--- Trecho selecionado ---
-- -- --

JGS: Vou utilizar a retórica do Lula (o ex-presidente Luiz Inácio Lula da Silva) de seu discurso de 2008 na FAO. Ele disse que “os biocombustíveis são algo muito genérico, há de tudo debaixo desse guarda-chuva. E assim como o colesterol, é preciso separar o bom do ruim”. Há um biocombustível que afeta o preço dos alimentos, o milho, porque é o insumo básico de muitas cadeias alimentares. Estudos da FAO demonstram que tem impacto porque afeta preços de outros produtos, inclusive da soja, pois têm mercados interligados. Também existe algum impacto em oleaginosas, como a colza na Alemanha, pela competição com a água, com os recursos naturais. Na Malásia existe temor de que a expansão da palma acabe com a biodiversidade das florestas naturais. Porém, não há um impacto dos biocombustíveis em geral sobre os preços. No caso da cana-de-açúcar no Brasil, isto está demonstrado. Primeiro, porque é mínimo. Apenas 3% do solo é utilizado para o etanol de cana. Segundo, porque o circuito da cana no Brasil não compete com o sistema agroalimentar. Tem seus canais próprios. Nem todos têm a mesma disponibilidade de terra e água para produzir biocombustíveis. Na FAO, fizemos um estudo país por país da América Latina, como deve ser feito, e comprovamos que quatro podem expandir a produção de biocombustíveis sem afetar a segurança alimentar: Brasil, Argentina, Paraguai e Colômbia. Estes países têm uma variável de ajuste que é o grande segredo moderno, por assim dizer. Existe ali uma transição da pecuária extensiva para a intensiva, e isto libera uma enorme quantidade de recursos de terra e água e limita tremendamente a pressão da expansão da fronteira agrícola sobre selvas e florestas. É uma radical mudança de modelo. São países que integram as produções pecuária e agrícola com Europa, Estados Unidos e setores do Pampa úmido.

IPS: Outro tema novo são as aquisições de terras agrícolas por empresas e inclusive governos de terceiros países na África e em outras regiões do mundo em desenvolvimento. Qual a sua visão sobre este fenômeno?

-- -- --

--- Dados de entrada ---
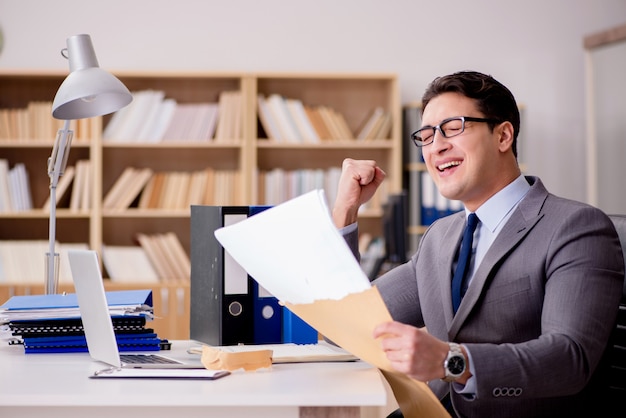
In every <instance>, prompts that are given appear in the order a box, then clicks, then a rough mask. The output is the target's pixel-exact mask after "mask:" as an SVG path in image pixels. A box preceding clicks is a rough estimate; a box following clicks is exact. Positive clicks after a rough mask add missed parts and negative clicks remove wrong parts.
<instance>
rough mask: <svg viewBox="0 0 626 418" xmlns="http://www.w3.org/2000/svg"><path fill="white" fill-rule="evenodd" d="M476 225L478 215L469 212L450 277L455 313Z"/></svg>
mask: <svg viewBox="0 0 626 418" xmlns="http://www.w3.org/2000/svg"><path fill="white" fill-rule="evenodd" d="M476 225H478V216H476V214H475V213H470V215H469V216H468V218H467V225H466V226H465V232H463V241H461V252H460V254H459V261H458V263H457V265H456V270H455V271H454V276H453V277H452V309H453V310H454V313H455V314H456V311H457V310H458V309H459V305H460V304H461V299H462V298H463V294H462V290H461V289H462V288H463V281H464V280H465V276H466V275H467V271H468V270H469V264H470V263H469V261H470V257H471V255H472V240H473V238H474V231H475V230H476Z"/></svg>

-- -- --

--- Lista de atividades ---
a - Responda, com base no trecho sobre biocombustíveis:
(i) Que porcentagem do solo brasileiro é utilizada para o etanol de cana?
(ii) Quais quatro países podem expandir a produção de biocombustíveis sem afetar a segurança alimentar?
(iii) Em que país se teme que a expansão da palma acabe com a biodiversidade das florestas naturais?
b - Transcreva do trecho sobre biocombustíveis a passagem que vai de "IPS: Outro tema" até "sobre este fenômeno?".

--- Respostas por item ---
a -
(i) 3%.
(ii) Brasil, Argentina, Paraguai e Colômbia.
(iii) Na Malásia.

b -
IPS: Outro tema novo são as aquisições de terras agrícolas por empresas e inclusive governos de terceiros países na África e em outras regiões do mundo em desenvolvimento. Qual a sua visão sobre este fenômeno?